** Start of Input material **

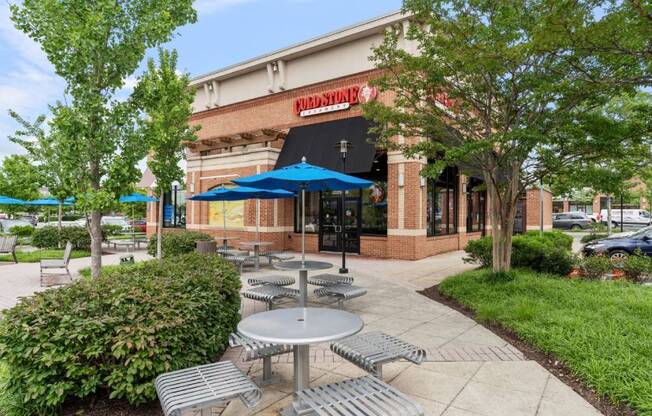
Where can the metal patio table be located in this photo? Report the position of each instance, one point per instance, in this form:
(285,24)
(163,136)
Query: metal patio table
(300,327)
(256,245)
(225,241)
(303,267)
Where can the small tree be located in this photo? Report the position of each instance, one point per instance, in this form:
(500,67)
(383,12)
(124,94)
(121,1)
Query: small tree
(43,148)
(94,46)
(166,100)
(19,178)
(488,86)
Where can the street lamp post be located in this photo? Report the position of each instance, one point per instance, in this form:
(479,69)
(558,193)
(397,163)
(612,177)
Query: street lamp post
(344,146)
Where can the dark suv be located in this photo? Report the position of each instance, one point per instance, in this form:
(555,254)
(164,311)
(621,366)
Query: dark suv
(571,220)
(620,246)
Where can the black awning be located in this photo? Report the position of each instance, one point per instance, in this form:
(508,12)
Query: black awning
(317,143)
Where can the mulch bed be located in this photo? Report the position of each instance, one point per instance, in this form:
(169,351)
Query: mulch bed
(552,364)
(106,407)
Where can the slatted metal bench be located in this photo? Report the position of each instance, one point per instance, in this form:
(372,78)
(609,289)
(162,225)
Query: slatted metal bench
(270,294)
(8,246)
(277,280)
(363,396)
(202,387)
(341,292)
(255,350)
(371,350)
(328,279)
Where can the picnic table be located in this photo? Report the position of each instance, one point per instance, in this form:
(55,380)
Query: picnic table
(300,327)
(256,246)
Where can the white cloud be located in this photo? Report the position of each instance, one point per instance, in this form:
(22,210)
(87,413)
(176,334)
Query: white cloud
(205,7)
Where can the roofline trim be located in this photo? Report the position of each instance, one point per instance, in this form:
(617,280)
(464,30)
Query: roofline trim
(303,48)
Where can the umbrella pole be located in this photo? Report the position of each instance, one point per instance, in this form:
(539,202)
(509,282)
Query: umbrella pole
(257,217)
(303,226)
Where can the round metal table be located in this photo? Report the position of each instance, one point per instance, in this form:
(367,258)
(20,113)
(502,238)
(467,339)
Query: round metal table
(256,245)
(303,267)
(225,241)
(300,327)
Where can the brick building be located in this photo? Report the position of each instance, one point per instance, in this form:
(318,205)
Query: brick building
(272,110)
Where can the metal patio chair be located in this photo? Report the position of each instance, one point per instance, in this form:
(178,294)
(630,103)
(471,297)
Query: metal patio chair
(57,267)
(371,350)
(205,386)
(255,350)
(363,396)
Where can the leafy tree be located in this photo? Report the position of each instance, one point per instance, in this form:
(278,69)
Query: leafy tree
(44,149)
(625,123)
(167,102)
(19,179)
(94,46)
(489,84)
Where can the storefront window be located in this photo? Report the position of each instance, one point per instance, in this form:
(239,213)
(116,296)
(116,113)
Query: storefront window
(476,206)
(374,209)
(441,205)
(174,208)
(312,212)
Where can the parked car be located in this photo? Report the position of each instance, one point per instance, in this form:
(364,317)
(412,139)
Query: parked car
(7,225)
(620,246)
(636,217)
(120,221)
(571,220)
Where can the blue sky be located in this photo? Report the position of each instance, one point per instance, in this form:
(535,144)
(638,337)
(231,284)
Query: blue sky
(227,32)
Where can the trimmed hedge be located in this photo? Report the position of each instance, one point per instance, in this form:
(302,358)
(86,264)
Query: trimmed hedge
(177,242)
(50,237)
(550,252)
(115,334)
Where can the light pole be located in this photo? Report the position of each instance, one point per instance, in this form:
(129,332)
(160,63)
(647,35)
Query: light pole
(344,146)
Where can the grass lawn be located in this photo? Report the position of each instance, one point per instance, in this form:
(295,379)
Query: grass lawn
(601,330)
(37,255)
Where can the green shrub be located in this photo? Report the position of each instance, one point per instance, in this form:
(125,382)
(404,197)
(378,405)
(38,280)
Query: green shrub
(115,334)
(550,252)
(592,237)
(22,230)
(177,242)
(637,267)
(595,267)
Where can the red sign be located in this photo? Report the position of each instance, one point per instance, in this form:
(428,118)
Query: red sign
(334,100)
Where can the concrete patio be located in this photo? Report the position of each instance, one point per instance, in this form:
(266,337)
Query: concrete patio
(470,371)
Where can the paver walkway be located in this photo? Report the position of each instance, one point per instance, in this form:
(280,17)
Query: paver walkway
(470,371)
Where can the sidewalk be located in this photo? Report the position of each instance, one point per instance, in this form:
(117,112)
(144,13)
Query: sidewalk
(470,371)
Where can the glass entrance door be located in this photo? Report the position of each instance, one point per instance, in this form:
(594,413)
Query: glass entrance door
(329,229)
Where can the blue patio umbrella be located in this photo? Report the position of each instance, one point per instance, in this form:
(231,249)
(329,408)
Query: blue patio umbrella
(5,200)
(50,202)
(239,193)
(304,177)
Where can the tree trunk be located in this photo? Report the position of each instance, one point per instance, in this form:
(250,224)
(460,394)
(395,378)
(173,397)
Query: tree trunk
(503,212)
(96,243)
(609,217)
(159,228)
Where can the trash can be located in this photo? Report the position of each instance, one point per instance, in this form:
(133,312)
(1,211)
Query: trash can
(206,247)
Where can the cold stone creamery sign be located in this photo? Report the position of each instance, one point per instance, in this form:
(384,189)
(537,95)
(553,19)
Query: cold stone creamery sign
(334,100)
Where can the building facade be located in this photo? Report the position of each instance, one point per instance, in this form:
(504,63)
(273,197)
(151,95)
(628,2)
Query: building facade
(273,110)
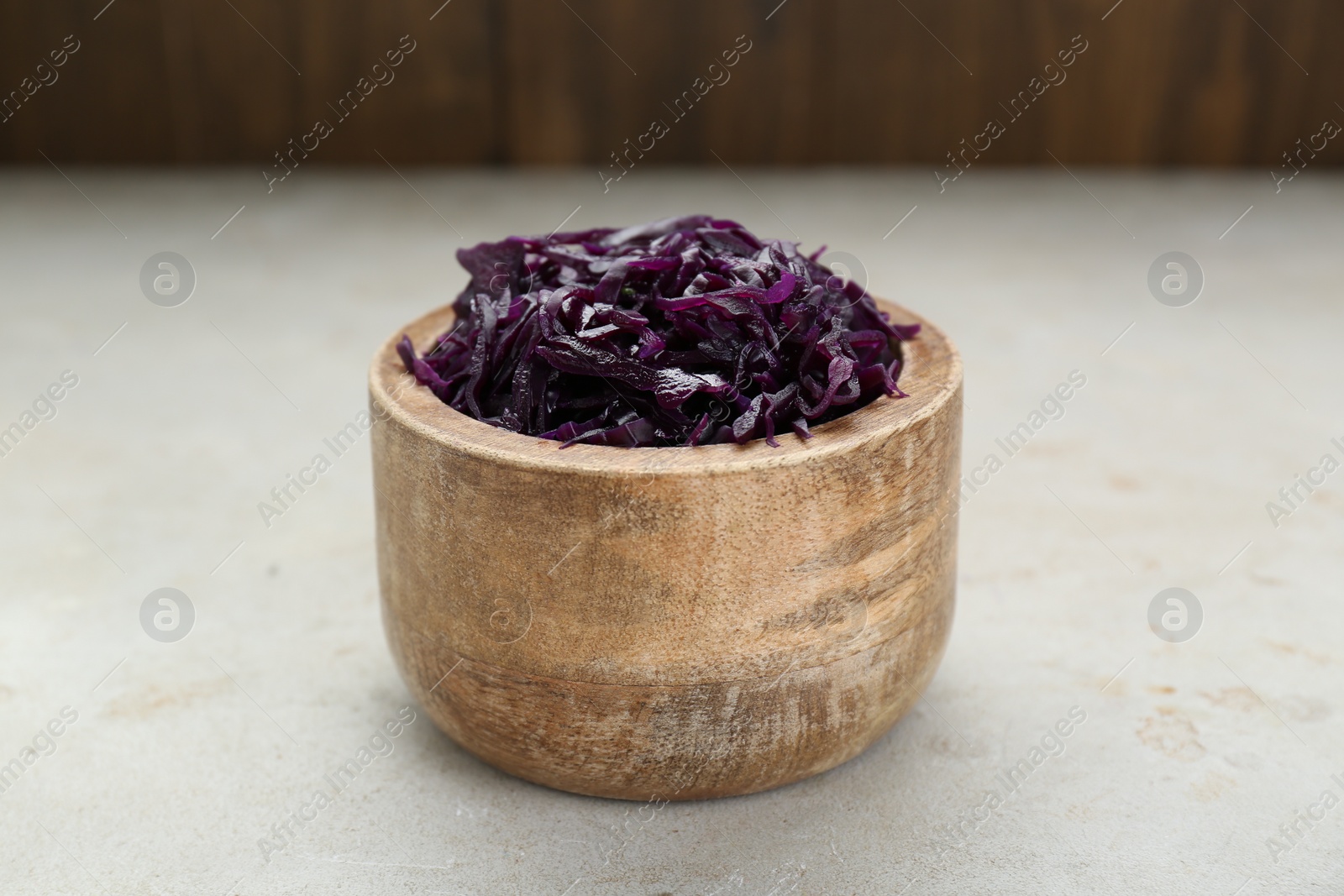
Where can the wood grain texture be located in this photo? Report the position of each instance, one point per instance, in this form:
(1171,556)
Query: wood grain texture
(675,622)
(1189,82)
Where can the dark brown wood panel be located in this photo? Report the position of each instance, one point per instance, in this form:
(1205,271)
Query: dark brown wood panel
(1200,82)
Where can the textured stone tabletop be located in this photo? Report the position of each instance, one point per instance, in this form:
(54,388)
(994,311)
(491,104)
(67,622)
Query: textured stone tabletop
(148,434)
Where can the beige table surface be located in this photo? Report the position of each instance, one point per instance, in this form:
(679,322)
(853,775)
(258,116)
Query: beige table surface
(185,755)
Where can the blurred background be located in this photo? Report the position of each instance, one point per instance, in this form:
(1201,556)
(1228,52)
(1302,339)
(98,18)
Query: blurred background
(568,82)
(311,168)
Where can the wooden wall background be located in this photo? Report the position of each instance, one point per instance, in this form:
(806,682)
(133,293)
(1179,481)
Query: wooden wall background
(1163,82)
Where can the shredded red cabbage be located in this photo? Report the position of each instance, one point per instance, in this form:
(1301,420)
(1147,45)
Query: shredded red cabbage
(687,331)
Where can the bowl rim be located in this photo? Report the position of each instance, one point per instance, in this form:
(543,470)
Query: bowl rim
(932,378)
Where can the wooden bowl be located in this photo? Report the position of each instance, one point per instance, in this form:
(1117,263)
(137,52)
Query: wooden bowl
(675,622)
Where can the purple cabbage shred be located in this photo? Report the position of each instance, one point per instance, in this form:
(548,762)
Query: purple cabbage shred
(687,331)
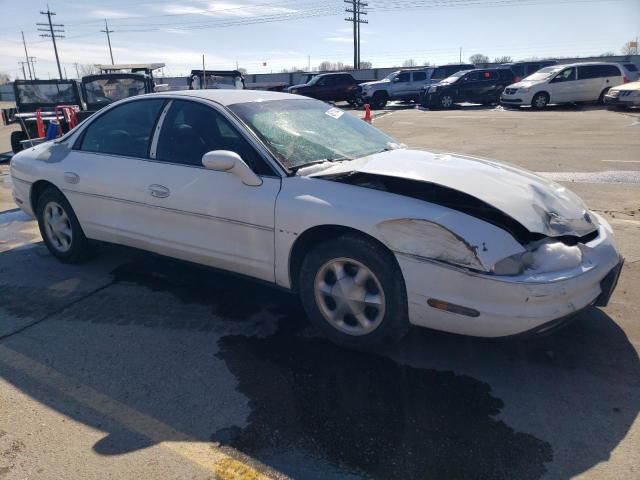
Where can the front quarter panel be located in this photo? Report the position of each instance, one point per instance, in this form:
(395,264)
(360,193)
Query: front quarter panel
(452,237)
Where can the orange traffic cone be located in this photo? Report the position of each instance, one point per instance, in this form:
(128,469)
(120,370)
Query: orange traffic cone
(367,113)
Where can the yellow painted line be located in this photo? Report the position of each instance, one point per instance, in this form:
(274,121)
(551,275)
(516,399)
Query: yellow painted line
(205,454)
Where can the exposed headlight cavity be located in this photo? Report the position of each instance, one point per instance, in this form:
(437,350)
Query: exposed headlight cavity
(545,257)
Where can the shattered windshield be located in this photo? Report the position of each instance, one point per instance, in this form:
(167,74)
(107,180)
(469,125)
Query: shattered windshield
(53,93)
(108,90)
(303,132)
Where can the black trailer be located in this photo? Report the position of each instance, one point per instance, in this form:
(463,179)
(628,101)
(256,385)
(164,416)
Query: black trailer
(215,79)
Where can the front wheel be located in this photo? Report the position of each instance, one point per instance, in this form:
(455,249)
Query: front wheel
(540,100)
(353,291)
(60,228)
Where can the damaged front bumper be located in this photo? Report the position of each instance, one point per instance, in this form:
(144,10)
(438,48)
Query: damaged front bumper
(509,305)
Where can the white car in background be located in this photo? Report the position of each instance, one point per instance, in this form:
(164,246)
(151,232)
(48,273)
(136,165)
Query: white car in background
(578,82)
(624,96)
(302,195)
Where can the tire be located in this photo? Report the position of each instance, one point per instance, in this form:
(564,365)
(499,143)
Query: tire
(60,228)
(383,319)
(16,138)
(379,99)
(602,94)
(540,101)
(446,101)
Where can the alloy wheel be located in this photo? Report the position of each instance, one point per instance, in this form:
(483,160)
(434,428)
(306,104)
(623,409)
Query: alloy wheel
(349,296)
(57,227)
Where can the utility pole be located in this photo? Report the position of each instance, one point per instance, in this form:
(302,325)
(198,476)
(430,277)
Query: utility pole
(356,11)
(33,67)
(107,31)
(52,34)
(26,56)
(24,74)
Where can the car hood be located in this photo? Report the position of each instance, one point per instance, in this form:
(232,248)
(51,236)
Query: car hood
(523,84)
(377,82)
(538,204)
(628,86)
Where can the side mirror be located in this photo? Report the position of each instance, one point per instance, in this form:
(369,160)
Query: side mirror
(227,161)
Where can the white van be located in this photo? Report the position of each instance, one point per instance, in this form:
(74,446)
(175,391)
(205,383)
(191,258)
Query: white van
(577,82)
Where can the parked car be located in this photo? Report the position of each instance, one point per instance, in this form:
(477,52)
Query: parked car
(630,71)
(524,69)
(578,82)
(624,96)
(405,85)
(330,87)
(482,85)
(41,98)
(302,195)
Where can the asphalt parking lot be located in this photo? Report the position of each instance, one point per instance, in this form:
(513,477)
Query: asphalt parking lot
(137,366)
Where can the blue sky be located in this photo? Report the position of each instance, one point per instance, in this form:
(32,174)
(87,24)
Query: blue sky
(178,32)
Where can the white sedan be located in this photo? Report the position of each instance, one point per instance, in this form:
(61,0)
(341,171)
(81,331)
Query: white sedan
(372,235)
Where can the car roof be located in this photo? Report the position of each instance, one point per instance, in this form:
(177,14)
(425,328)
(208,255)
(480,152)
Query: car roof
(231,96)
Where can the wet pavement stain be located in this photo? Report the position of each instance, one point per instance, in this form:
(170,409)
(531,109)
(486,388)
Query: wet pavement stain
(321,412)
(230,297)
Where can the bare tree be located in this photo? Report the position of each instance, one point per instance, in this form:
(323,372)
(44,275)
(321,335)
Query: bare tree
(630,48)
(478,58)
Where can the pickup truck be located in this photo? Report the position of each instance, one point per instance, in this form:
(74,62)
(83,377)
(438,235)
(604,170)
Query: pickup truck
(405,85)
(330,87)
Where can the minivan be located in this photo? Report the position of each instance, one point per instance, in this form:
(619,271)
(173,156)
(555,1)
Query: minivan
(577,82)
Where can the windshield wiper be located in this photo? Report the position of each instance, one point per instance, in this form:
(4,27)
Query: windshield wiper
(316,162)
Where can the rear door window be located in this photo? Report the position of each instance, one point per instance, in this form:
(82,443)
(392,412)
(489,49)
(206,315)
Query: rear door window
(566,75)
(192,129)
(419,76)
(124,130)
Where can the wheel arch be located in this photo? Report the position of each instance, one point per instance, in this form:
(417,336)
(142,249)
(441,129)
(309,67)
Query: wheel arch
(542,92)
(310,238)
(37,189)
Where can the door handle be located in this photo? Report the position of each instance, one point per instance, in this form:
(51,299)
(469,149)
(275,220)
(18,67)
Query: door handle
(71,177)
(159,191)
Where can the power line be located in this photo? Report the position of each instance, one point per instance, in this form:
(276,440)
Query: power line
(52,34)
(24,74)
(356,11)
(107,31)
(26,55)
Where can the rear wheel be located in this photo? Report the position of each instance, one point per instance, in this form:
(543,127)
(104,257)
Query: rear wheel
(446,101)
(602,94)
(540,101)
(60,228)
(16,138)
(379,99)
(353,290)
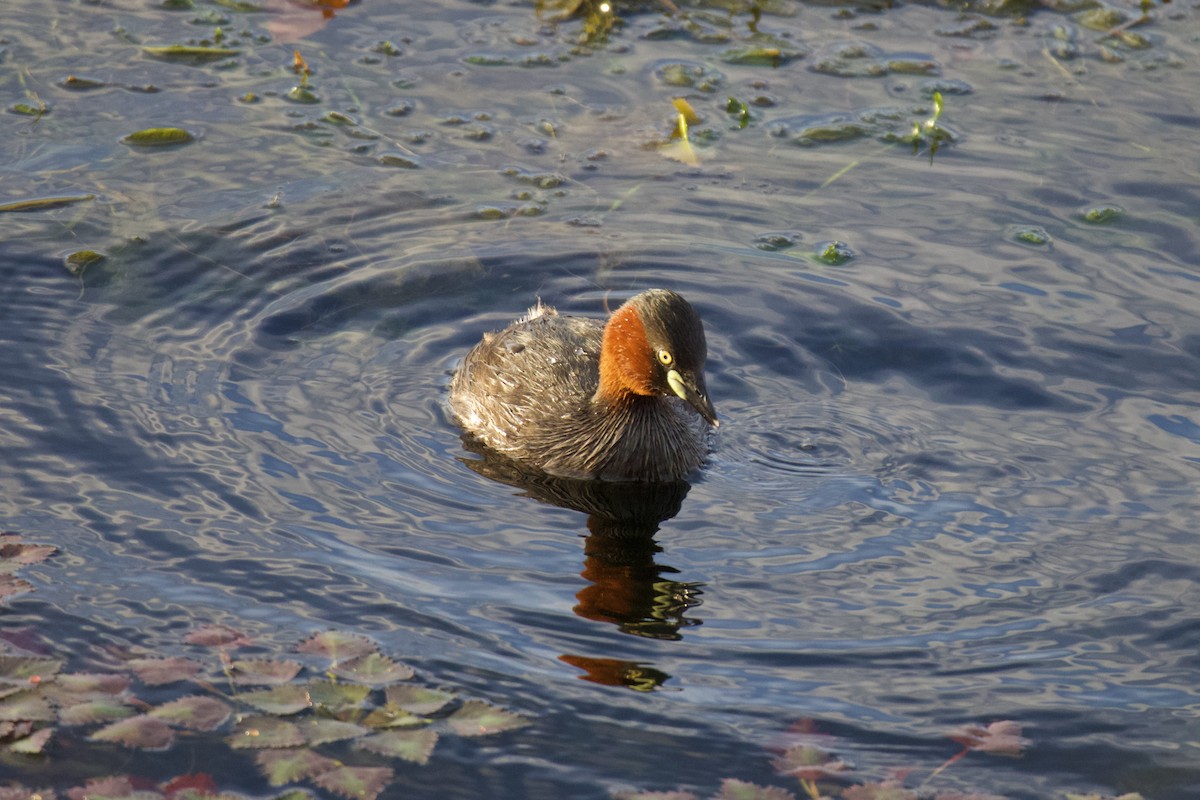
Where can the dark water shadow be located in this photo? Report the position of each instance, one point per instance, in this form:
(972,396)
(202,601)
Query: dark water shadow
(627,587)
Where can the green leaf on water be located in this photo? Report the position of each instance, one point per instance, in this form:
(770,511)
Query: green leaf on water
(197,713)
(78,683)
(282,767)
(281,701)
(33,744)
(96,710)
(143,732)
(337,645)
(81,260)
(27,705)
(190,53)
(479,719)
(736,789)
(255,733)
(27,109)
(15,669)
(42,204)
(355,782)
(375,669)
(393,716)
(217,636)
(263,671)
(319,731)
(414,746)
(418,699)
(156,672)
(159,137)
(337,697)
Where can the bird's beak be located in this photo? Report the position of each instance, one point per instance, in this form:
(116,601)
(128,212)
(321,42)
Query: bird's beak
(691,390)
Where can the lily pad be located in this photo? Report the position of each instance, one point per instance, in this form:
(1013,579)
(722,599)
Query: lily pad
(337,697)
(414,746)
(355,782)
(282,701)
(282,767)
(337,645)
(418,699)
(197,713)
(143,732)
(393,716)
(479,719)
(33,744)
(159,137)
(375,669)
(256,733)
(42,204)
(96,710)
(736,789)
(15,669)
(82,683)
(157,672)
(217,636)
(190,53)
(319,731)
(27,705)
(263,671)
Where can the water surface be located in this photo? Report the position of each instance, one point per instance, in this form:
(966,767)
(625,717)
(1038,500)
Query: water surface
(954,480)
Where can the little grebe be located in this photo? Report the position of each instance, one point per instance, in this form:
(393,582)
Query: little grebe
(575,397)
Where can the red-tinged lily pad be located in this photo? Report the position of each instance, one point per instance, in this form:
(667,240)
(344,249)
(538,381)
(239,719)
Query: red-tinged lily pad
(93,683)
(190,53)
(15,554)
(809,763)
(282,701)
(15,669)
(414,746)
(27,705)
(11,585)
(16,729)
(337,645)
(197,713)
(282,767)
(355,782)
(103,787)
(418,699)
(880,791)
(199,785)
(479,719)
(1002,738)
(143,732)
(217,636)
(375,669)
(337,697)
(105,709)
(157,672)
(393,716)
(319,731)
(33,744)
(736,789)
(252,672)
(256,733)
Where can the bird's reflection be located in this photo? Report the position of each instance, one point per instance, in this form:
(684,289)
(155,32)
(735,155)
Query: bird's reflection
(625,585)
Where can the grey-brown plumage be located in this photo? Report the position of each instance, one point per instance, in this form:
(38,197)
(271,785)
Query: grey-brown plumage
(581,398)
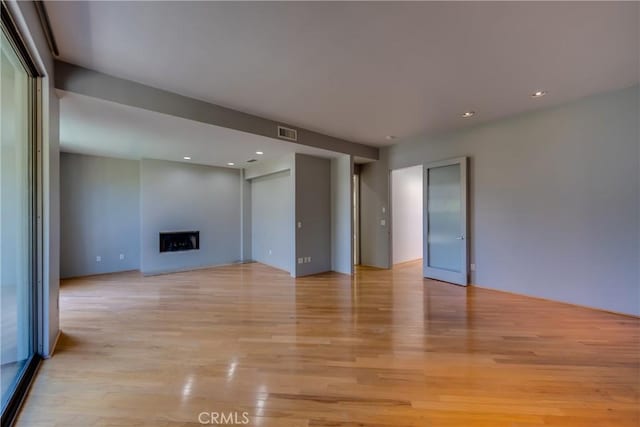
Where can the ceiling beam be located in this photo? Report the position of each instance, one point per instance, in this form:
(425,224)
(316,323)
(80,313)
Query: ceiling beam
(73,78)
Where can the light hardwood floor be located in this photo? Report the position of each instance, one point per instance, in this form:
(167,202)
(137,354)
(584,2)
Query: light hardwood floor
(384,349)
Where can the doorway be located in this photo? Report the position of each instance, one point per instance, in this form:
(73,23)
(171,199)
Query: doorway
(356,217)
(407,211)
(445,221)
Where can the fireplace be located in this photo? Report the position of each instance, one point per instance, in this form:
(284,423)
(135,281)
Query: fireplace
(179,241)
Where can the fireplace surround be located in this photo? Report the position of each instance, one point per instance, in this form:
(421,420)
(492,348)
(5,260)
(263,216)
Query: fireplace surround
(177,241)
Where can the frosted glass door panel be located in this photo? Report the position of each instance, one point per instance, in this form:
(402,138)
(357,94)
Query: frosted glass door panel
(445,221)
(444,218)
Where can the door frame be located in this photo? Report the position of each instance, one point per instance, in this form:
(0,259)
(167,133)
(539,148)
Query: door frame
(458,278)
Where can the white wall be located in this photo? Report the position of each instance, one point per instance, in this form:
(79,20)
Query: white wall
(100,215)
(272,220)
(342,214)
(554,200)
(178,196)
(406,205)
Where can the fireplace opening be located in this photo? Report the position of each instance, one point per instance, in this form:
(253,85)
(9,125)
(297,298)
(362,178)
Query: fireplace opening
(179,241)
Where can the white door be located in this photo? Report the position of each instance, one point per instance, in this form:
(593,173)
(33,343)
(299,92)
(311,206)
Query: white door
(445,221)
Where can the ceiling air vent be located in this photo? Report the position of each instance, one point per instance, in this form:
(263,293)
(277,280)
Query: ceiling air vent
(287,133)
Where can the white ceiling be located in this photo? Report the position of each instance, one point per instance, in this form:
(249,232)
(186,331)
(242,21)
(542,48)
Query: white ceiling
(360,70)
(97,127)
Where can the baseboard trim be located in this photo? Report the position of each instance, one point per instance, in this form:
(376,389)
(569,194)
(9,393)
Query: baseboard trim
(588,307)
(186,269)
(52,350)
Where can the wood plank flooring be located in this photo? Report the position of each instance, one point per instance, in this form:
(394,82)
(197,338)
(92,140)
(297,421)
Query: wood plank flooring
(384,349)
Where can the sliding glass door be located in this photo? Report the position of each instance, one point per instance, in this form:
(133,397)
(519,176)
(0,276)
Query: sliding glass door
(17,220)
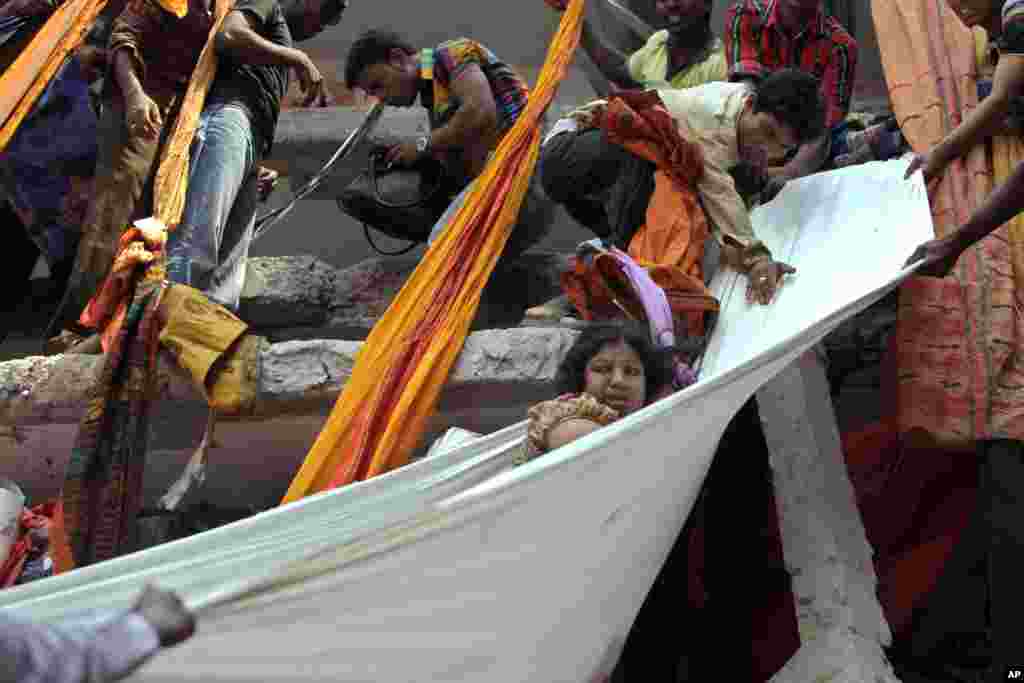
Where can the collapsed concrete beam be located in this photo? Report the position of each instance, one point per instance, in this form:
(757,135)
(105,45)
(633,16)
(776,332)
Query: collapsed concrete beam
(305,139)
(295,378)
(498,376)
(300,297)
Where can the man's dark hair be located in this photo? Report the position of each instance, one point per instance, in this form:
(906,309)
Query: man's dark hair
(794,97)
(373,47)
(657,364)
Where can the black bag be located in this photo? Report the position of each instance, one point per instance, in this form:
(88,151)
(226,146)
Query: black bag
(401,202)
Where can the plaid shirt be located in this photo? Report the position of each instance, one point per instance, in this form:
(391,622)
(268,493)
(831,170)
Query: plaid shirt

** End of Input material **

= Exercise directions =
Only the lines from the line with "Where can the ceiling air" to the end of the records should be repeated, exactly and without pictures.

= Result for this exercise =
Where can the ceiling air vent be located in this photo? Report the position of each instance, one point per instance, in this form:
(263,293)
(277,280)
Query: ceiling air vent
(287,133)
Where can the white ceiling be located in this photo? Report the position of each instance, one point per instance, in this form:
(249,232)
(186,331)
(242,21)
(542,48)
Query: white ceiling
(360,70)
(97,127)
Where can the baseboard trim be located in this photo? Report the position of each instance, one point per instance, in this form:
(376,389)
(569,194)
(9,393)
Query: baseboard trim
(588,307)
(186,269)
(52,350)
Where can the wood plank flooring be located in this photo? Report the position of each instance, one point per instance, in this form:
(394,82)
(197,338)
(92,140)
(297,421)
Query: wood plank flooring
(384,349)
Where can the sliding glass door be located in this photo? Report the position of each instance, one point per instance, in this form:
(133,397)
(519,176)
(0,276)
Query: sliding glass door
(17,220)
Where can the collapsed concrete beam be located in this photo? Report the position of each instance, one point per instance, in this form:
(757,135)
(105,45)
(633,16)
(776,332)
Query: collapsed concrete beam
(305,139)
(295,378)
(498,376)
(300,297)
Where can the man's dark hair be located in this photo? Report the position of each instance, one point per instance, in this form:
(906,309)
Query: man's dark hair
(794,97)
(373,47)
(657,364)
Where can the black bag be located in this photo? Report the position of each instance, one point per instance, in this form:
(88,151)
(226,146)
Query: black bag
(401,202)
Where can the plaid shirt be located in this photo? Report the position of each instance, one point per instance, in this form:
(391,622)
(268,493)
(831,170)
Query: plaid shirt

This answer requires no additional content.